Dakwaan atas delapan aktivis itu diajukan sekitar tujuh bulan setelah kerusuhan pada perhelatan konvensi nasional Partai Demokrat Agustus 1968. Enam bulan pertama sejak kerusuhan, Ramsey Clark (Michael Keaton), jaksa agung di pemerintahan Lyndon B Johnson, menolak merapal dakwaan karena menemukan bahwa kerusuhan dipicu polisi. Dakwaan dibangkitkan kembali ketika kekuasaan berpindah ke tangan Richard Nixon dengan Jaksa Agung John Mitchell (John Doman).
Sorkin menunjukkan hal itu di awal dan menjelang akhir film melalui adegan pertemuan Schultz dan bosnya Thomas Foran (J.C. MacKenzie) dengan Mitchell serta adegan kesaksian Clark di persidangan. Sorkin ingin menunjukkan bahwa pengadilan atas “Chicago 7” murni dimotivasi oleh politik meskipun tak ada catatan mengenai pertemuan Schultz dan Foran dengan Mitchell. Sementara untuk kesaksian Clark, Sorkin berimprovisasi dengan menggambarkan Clark jelas-jelas menyatakan bahwa Departemen Kehakiman di masanya tak menemukan bukti telah terjadi konspirasi untuk memicu kerusuhan. Adegan kesaksian Clark tak sepenuhnya akurat. Meskipun benar Clark bersaksi di persidangan tanpa kehadiran juri, kesaksiannya tak selugas yang digambarkan dalam film. Tapi, adegan tersebut tak bisa juga dinilai sebagai sepenuhnya fabrikasi karena, pada kenyataannya, kebijakan Clark pada saat menjabat jaksa agung sangat jelas bahwa kerusuhan Chicago dipicu oleh polisi, dan bukan oleh para aktivis.
Dari sini, kita bisa belajar bagaimana Sorkin menafsir detail untuk menghadirkan konteks. Rezim Nixon memang menarget kedelapan aktivis itu karena memandang mereka sebagai ancaman terhadap keamanan nasional. Itu bukan sebuah pandangan baru. Sejak era John F Kennedy dan Johnson, FBI sudah memata-matai aktivis-aktivis yang mereka sebut “kiri baru radikal”. Tapi, keberadaan Clark di Departemen Kehakiman (sebelumnya sebagai wakil jaksa agung) yang lebih mendukung gerakan hak-hak sipil menghambat upaya kriminalisasi atas para aktivis (setelah pensiun dari politik, Clark menjadi pengacara internasional dan aktivis antiperang).

◆ Data Kutipan
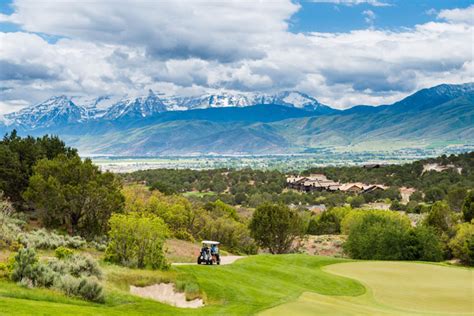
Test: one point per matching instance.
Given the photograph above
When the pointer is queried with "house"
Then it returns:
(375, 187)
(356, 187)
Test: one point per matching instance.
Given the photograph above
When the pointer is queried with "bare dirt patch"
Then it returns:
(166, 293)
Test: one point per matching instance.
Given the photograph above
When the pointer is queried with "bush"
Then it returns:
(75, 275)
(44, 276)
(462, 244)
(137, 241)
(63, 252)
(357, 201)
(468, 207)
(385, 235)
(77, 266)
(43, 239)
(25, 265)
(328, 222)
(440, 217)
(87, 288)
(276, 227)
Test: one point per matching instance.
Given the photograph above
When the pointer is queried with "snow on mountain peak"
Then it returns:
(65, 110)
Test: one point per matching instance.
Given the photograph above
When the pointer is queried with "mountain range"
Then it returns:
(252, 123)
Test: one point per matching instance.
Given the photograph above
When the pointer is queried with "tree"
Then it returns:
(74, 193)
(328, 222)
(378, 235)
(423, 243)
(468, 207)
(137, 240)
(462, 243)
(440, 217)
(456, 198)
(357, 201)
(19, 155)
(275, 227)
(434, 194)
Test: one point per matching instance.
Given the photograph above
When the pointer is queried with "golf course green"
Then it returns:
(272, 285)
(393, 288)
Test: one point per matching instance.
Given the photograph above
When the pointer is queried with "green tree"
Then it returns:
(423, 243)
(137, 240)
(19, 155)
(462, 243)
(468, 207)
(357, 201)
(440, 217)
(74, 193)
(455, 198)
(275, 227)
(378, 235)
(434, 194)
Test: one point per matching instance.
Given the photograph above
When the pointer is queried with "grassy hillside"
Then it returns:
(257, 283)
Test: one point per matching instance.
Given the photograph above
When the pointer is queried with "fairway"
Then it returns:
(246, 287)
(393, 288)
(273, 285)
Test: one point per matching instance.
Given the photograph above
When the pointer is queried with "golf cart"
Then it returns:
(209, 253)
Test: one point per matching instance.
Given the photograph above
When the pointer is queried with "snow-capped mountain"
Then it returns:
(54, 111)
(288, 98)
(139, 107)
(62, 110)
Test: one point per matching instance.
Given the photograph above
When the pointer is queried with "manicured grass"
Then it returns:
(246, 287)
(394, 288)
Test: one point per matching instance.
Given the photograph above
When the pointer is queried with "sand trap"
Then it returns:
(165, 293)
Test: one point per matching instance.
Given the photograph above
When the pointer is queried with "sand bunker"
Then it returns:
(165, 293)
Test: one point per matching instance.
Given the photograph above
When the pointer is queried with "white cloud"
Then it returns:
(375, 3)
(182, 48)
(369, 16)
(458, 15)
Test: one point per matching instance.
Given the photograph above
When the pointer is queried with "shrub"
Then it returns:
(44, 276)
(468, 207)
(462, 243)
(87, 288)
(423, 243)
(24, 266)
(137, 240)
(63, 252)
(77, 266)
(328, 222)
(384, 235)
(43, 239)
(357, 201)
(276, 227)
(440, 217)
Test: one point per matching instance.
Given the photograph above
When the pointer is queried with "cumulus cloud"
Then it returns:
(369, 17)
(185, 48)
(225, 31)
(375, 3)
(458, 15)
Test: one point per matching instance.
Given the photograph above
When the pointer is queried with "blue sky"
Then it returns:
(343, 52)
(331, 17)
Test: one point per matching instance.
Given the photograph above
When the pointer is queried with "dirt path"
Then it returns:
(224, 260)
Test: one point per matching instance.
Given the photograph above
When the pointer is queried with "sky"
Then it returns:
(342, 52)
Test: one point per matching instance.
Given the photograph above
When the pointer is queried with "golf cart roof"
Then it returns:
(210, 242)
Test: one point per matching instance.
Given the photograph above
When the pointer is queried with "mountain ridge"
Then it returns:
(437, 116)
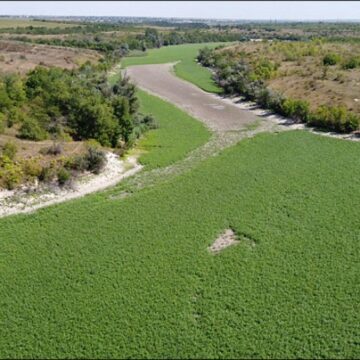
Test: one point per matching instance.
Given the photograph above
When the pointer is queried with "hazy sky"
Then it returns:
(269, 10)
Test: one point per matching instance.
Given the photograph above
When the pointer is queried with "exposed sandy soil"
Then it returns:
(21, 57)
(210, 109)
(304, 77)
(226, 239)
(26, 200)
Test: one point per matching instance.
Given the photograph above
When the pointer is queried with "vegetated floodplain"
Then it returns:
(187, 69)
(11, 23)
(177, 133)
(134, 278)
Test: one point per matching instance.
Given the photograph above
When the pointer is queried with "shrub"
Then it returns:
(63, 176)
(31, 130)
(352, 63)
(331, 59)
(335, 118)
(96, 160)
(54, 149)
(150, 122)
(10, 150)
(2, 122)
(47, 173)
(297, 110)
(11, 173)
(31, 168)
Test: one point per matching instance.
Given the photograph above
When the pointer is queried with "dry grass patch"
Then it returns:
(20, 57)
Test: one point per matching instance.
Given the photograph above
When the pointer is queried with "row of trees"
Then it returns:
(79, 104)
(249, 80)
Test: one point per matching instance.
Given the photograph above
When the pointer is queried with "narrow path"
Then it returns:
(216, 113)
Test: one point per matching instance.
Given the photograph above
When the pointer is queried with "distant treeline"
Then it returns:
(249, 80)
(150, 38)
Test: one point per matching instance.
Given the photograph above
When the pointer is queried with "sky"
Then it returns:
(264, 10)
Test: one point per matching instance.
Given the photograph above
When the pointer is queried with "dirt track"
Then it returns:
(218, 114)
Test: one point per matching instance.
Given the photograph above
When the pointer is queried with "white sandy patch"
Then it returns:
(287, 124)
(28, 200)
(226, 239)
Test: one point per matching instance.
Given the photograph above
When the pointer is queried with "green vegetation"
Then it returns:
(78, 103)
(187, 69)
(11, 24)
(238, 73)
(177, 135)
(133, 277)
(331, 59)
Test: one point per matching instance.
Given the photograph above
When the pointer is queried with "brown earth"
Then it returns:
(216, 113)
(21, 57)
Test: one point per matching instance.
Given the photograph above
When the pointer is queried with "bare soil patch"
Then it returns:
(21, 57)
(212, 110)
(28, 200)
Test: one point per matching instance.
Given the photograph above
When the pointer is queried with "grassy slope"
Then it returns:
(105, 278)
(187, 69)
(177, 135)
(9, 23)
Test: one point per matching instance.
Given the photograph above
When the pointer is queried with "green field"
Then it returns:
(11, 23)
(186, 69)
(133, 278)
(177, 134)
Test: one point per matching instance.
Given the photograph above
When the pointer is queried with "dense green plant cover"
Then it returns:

◆ Latihan
Menurut kutipan tentang pengadilan “Chicago 7”, apa alasan Ramsey Clark menolak merapal dakwaan pada enam bulan pertama sejak kerusuhan?

◆ Hasil Latihan
Ia menemukan bahwa kerusuhan itu dipicu oleh polisi.